━━ Data shown ━━

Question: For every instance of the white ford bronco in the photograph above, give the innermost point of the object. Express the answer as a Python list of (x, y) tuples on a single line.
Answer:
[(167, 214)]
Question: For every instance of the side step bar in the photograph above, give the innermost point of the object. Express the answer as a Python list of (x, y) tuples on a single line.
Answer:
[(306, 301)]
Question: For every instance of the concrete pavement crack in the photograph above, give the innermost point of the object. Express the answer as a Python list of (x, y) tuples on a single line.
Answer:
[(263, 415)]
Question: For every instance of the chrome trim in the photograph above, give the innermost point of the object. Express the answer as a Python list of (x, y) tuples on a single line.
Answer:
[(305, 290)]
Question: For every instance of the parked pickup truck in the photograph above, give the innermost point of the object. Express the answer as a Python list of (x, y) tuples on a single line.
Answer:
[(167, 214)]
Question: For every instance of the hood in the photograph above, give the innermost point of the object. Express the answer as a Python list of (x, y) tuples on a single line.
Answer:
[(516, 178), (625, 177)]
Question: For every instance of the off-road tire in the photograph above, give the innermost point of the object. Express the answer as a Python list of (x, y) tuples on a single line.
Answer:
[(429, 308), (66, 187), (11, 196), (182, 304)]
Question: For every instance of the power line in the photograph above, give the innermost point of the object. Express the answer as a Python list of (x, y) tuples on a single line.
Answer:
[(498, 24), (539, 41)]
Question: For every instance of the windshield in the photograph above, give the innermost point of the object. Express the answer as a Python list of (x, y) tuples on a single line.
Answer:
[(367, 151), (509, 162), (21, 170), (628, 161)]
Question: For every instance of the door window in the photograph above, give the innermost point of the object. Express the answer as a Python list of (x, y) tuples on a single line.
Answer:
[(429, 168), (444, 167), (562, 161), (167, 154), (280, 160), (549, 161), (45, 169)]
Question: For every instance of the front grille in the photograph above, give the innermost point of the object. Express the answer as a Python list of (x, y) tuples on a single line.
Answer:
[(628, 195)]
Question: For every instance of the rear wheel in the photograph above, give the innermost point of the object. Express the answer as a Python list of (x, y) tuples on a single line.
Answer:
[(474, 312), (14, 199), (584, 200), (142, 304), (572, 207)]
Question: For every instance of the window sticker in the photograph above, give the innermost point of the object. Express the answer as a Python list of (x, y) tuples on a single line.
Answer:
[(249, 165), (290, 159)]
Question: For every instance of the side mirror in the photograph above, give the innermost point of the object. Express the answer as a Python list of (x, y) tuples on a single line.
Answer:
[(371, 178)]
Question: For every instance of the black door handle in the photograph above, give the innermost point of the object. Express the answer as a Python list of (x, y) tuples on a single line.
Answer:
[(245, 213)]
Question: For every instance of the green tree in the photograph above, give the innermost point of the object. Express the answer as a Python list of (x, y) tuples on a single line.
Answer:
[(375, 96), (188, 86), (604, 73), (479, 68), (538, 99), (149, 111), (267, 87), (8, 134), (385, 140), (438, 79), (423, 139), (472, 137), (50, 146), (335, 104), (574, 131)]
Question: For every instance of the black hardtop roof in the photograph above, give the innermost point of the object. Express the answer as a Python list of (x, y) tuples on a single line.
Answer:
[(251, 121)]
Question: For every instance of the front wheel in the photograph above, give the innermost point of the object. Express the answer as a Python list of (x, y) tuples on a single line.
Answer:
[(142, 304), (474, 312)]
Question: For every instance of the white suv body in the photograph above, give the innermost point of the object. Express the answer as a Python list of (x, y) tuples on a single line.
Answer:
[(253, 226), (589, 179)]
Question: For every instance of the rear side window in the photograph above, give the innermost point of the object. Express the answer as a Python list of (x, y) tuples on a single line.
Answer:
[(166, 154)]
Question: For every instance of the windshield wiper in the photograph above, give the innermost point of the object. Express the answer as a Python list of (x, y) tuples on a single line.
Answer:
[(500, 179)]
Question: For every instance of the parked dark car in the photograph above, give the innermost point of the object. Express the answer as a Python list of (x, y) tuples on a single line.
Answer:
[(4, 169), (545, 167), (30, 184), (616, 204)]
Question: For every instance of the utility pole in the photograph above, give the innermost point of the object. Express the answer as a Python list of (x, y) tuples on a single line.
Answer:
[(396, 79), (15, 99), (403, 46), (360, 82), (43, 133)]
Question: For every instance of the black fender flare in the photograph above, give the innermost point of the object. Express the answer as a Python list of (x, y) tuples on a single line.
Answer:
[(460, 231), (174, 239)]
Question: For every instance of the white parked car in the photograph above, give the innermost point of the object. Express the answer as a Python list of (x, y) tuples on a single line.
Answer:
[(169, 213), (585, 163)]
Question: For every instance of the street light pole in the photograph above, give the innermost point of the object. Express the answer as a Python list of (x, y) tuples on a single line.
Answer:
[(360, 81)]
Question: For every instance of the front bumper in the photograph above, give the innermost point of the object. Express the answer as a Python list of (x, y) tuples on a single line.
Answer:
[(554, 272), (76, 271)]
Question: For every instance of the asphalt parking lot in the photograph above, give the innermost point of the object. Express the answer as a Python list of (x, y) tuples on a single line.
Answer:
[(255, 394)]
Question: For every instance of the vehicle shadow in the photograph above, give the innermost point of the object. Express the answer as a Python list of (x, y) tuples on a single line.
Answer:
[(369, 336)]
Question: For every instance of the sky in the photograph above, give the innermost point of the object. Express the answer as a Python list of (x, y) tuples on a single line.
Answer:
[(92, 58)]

━━━

What is required
Edit all of the lines so that each "innermost point" becomes "central point", and keep everything else unchanged.

Answer to the problem
Question: For every instance of the white ford bronco in the photograph above, give the central point of the object. Express the answer as a Python list of (x, y) tuples on a single line.
Answer:
[(167, 214)]
Question: For every instance of the side step bar in the photograph above, give the central point of the object. Express the answer as a Python list of (x, y) tuples on a single line.
Answer:
[(306, 301)]
Question: For every instance of the concrete pavement crack in the photograph above, give the central point of the object. Express the answer as a Python list of (x, y) tuples on a single line.
Answer:
[(263, 415)]
Question: For every instance of the chrome trim in the photograph above, give the central point of the object. Express the answer as a Python list of (x, y) tuples on a single line.
Answer:
[(305, 290)]
Question: For every instance of the parked pickup truck in the photograph above, give the central point of the object. Express the answer as a Python list of (x, y) tuples on a single line.
Answer:
[(167, 214)]
Question: For every instance of the hood in the photograph above, give the central point of the object. Express the answer as a Python list of (x, y) tuples on a single line.
Answer:
[(516, 178), (625, 177)]
Question: For every instance of the off-road tire in the photograph above, give the central point of the object. Express the answer as a Python list of (x, y) tuples on a single line.
Answer:
[(429, 308), (66, 187), (11, 196), (182, 304)]
Question: For every instance of the power line in the photograph above, give the central point of the object. Express the answer as a Python list of (x, y) tuples on a single line.
Answer:
[(498, 24), (539, 41)]
Question: For every instance of the windshield in the photograph above, give the central point of the object. Express the answer as a Python list of (x, y) tuples on a single line.
Answer:
[(367, 151), (509, 162), (21, 170), (628, 161)]
Question: For every instance of the door window in the photograph above, give the central point of the object. Express the answer as a Python list of (x, y) tuples on a single line.
Answer:
[(429, 168), (444, 167), (562, 161), (167, 154), (280, 160), (549, 161), (45, 169)]
Question: For every instance of the front grille in the photograph above, give the central point of the object. Express the answer as a Python list of (x, y) tuples on a single line.
Answer:
[(628, 195)]
Question: For every instance of the rear wheel in the photograph above, give the central point of the object. Express the answer as a Python list of (x, y) tuples on a single line.
Answer:
[(474, 312), (14, 199), (584, 200), (142, 304), (572, 207)]
Question: For every instance of the window sticker in the photograph above, give the central point of the object. Express the answer as a Python list of (x, y) tuples on a single line.
Answer:
[(249, 165), (290, 159)]
Question: For every instance of the side mirror in the photograph above, give the central point of the object. Express the answer as a Python list of (x, y) tuples on a single line.
Answer:
[(371, 178)]
Question: For every instance of the black door handle in the photograph above, give the central point of the object. Express the answer as a Python list of (x, y) tuples on a single line.
Answer:
[(245, 213)]
Question: For every instance of the green tree in the photograph above, give the central point of the object. Express the answer as a Python list of (x, y) tuples on a single line.
Answer:
[(375, 96), (188, 86), (604, 73), (479, 68), (538, 99), (149, 111), (267, 87), (8, 134), (385, 140), (438, 79), (423, 139), (472, 137), (50, 146), (335, 104), (574, 131)]
Question: For every instance of the black hardtop roof in the photograph above, give the central point of the object. Express the answer as a Python list of (x, y) tuples on a single line.
Answer:
[(251, 121)]
Question: For every instance of the front wheel in the photograph above, give the central point of the object. Express the answer as a Python list of (x, y) tuples on a single line.
Answer:
[(142, 304), (474, 312)]
Question: For every instance of the white suv body in the photograph above, give the central point of the object. Express the answer as a Python list of (x, y) tuples on a single line.
Answer:
[(253, 226), (589, 179)]
Question: For every instance of the rear side window in the photograph above, give the central point of the object. Express the answer as a Python list of (x, y) tuples on a single line.
Answer:
[(166, 154)]
Question: For every instance of the windshield wiper in the photograph above, give the central point of the object. Express the answer as a Python list of (x, y) tuples on a single line.
Answer:
[(500, 179)]
Question: For every instance of the parked dark car in the photograph above, give the central point of the object. Express the answer as a Python list of (x, y) tuples on a single line.
Answer:
[(4, 169), (545, 167), (30, 184), (616, 204)]
Question: For every instance of the utility pole in the photograph above, give the central point of the object. Express the answer as a Python list of (x, y) tuples on a single line.
Answer:
[(396, 79), (15, 99), (403, 46), (360, 82), (43, 133)]
Question: For every instance of the black fender flare in the photograph above, give the central point of the object. Express the answer as a Python list of (x, y) tuples on a single line.
Answer:
[(460, 231), (174, 239)]
Question: For every instance of the white parked car in the photograph above, give the central point of the object. Express the answer as a Python list of (x, y) tuples on a single line.
Answer:
[(169, 213), (585, 163)]
Question: For every instance of the street light pole in the photograph above, give the central point of the object. Express the answer as a Python list of (x, y) tuples on a single line.
Answer:
[(360, 81)]
Question: For every instance of the front bumper in the photograph above, give the central point of the object. Express the answer as a Python list of (x, y) tuples on a single line.
Answer:
[(554, 272), (76, 271)]
Question: For every instance of the asphalt parking lot in the photograph above, give the central point of the object. Express the answer as a Python list of (x, y) tuples on a single line.
Answer:
[(255, 394)]
Question: For every instance of the vehicle shadow in the photograph above, give the central point of the object. Express the answer as a Python list of (x, y) tuples on a single line.
Answer:
[(369, 336)]
Question: For every instance of the sky in the photograph above, give the central point of the object. Express the answer as a Python list of (x, y) tuples on a single line.
Answer:
[(92, 58)]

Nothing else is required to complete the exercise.